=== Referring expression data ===
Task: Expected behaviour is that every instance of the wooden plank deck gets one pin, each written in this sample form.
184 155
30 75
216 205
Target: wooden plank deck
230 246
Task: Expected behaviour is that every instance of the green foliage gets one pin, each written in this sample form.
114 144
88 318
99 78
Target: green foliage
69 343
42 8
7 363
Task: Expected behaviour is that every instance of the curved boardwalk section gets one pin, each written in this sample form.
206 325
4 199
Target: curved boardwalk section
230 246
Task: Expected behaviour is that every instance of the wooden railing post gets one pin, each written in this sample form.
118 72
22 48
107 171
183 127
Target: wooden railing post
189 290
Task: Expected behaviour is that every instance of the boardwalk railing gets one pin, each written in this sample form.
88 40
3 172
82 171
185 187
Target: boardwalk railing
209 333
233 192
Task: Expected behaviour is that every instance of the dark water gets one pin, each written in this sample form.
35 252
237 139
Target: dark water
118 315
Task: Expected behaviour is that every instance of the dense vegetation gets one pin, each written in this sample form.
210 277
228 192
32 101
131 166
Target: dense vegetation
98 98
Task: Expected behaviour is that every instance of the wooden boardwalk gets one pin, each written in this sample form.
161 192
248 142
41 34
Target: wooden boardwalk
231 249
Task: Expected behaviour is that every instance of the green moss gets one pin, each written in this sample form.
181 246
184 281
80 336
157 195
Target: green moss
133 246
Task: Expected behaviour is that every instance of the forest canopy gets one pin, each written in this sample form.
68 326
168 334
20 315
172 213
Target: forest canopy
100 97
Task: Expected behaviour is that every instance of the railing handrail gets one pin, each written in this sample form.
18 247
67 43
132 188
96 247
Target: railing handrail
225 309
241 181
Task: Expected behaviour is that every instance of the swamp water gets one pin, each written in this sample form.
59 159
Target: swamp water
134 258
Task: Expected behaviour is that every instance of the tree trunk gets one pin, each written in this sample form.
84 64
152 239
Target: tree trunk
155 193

=== EXERCISE REQUIREMENTS ===
The lines to output run from the one containing "Task: Expected behaviour is that every instance of the swamp" to the last line of the entries; give them back exactly.

=== TASK RESULT ===
Task: Expected behaviour is that every instance of the swamp water gets one pin, each written in this sample form.
59 159
Target: swamp water
134 258
Task: Expected behaviour is that every instance of the tree trunk gets one pin, each written in this sample form.
84 64
152 239
Target: tree trunk
155 193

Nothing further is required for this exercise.